→ **Short exercise**:
Answer these questions using the passage on maps and territory:
1. In what year did the interview with David Harvey take place?
2. In what year did Japan's attempt at regional imperialism finally fail?
3. How many dotted lines appear on the map China submitted to the United Nations?

→ **Text excerpt**:

Secondly, maps not only in definition fail to represent actual territory but they, no matter how objective or accurate we may believe them to be, are inevitably instantly out of date at the moment of publication for the simple reason that our planet is not a static entity, neither ecologically, politically, economically, socially or historically. In terms of economics alone, David Harvey illustrated in a 2004 interview how ruling authorities constantly struggle, Canute-style, against irrepressible tides of human exchange and migration that redefine the content and borders of territories. A dependence upon mapping generates a “territorial logic which tries to maintain the health and well-being of a particular space in the face of this capillary movement of capital moving left, right, and center, and everywhere.”[sic] In the contemporary ‘globalised’economy, it is readily apparent that this is a losing fight being fought by nearly every exploiting and exploited nation on Earth, at an immense and ever rising human and environmental cost. As Nieuwenhuis points out, “There exists [a] mismatch between the cartographic need to map territory and the historically dynamic nature of territory itself. Territory is neither a static container nor a de-historicised social relation. It is instead a formative force and a historically contingent category. Maps need therefore to be constantly adjusted to reflect changing political realities […] Territory is revealed to be a process rather than a permanent and truthful reflection of reality.”
Seen through this perspective, most maps of the world that have come to be regarded as stable depictions of territory and identity are not only inadequate representations of the reality on the ground but are manifestations of specific historical outcomes of the contingent use of power and wealth. Advances in transport, communications, and weapons over the centuries have led to waves of imperialism, colonialism, conquest, annihilation, ethnic cleansing, genocide, and forced mass migration. The result is that there is almost no part of the world today untouched by the conflict ultimately facilitated by ever detailed maps used to plan and justify the violent encroachment of one people upon another, driven by insecurity and the hubris of seeking a place in history.
One particular part of the world currently demonstrating an increasing level of conflict between the territorial aspirations of nation-states is the South and East China Seas. It is no coincidence that we also see in the region a number of governments run by elites utilising maps and nationalism as a means to challenge the territorial boundaries of neighbouring states. Although Japan’s attempt at regional imperialism finally failed in 1945, the historically insular country is arguably turning again to a territorial nationalism largely as a result of revived, and increasingly physical, claims upon her peripheral holdings by China. Likewise, both Vietnam and the Philippines have in the last two years found themselves having to counter incursions into their Exclusive Economic Zones by the PRC. A core pillar supporting China’s vigorous expansionism and maritime adventurism is a map submitted to the United Nations that unilaterally annexes millions of square miles of ocean, and the islands and purported natural resources within, all via the use of a map with nine dotted lines. The most common rhetorical device employed by Beijing in defence of this absurd and provocative claim is that the territories were historically part of ancient China, an entity they would have their critics believe to be almost a law of nature, a static unchanging civilisation five thousand years in the making.

[Excerpts from a point labeling dataset]
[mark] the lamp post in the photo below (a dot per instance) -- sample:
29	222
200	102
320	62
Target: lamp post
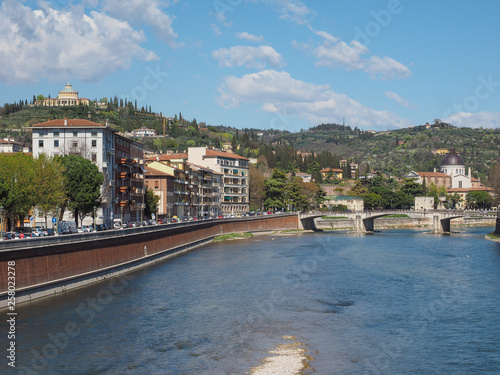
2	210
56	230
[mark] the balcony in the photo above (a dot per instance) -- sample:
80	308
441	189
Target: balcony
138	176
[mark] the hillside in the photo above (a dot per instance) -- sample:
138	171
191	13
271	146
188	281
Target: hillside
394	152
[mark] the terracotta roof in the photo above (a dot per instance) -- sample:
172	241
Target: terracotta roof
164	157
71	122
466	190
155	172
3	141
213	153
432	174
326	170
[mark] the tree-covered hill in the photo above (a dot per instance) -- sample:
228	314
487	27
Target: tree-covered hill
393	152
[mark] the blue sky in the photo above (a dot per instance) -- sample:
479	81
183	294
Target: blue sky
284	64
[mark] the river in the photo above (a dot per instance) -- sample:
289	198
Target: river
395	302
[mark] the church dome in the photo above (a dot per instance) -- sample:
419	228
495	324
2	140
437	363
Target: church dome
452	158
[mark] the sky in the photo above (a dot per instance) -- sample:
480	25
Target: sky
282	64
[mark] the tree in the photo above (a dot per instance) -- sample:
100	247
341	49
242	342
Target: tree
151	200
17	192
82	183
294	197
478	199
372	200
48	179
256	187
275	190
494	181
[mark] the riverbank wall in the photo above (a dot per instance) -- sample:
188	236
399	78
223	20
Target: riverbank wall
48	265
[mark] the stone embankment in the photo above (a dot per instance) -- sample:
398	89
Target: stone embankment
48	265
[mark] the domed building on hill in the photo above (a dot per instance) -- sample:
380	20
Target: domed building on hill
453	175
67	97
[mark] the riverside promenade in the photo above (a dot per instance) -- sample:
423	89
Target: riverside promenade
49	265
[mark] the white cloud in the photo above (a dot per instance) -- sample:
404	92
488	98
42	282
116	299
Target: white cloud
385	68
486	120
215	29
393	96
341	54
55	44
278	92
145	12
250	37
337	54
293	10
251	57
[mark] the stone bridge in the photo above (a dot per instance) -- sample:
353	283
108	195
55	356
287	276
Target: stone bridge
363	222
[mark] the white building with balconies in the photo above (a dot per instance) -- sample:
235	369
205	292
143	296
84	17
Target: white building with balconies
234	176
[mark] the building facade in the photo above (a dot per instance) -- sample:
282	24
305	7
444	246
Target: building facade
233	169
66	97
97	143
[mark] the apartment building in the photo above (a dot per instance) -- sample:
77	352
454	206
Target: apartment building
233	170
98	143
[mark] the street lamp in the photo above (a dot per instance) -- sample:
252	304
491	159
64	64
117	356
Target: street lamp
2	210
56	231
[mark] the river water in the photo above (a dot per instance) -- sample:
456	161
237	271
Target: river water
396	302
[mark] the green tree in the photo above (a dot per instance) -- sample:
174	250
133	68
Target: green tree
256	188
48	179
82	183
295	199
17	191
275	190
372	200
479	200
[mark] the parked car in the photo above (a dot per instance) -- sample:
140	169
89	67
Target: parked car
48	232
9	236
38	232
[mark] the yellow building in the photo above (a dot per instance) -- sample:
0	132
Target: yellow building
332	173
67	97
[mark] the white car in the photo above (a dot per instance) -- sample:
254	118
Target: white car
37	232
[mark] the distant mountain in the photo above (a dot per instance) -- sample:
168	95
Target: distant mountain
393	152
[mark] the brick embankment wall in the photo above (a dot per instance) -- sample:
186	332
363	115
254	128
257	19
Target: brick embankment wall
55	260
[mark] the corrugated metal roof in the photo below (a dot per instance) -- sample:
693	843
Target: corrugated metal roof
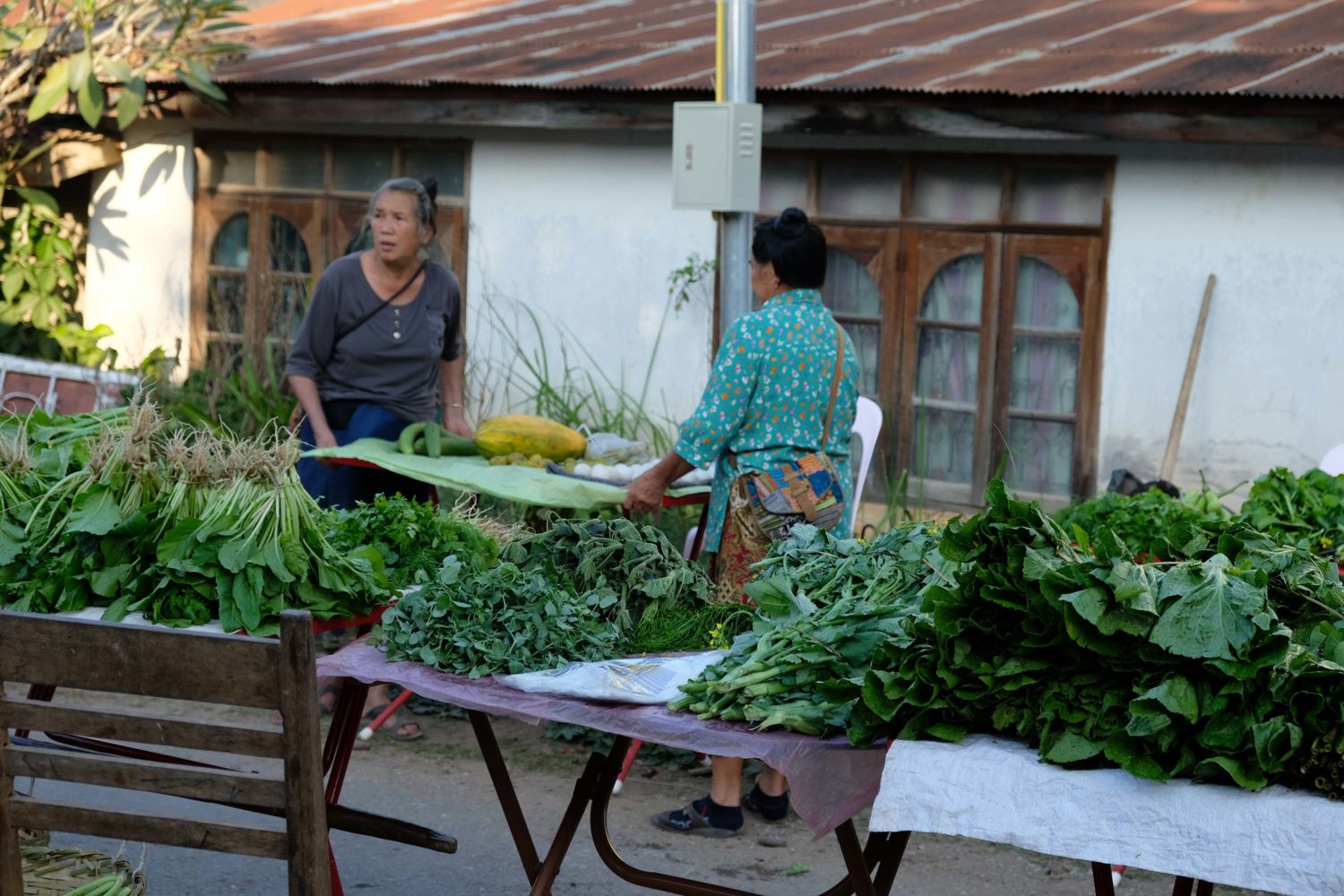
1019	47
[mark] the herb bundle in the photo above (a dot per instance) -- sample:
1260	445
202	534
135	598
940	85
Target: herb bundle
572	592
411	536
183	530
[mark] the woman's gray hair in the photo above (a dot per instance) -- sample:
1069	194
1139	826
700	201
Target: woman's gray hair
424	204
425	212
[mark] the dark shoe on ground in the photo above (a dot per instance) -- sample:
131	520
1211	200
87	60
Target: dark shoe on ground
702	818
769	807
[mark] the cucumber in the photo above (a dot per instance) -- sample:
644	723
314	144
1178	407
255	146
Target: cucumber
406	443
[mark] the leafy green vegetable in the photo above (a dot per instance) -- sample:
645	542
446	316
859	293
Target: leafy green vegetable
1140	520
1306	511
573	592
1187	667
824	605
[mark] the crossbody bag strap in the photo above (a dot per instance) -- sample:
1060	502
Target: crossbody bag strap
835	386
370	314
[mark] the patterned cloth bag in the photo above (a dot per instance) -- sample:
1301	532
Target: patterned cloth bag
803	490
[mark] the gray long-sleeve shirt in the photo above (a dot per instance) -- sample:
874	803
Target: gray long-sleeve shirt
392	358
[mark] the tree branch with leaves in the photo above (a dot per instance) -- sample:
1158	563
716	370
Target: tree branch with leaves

→ **Written response**:
1. 2004
2. 1945
3. Nine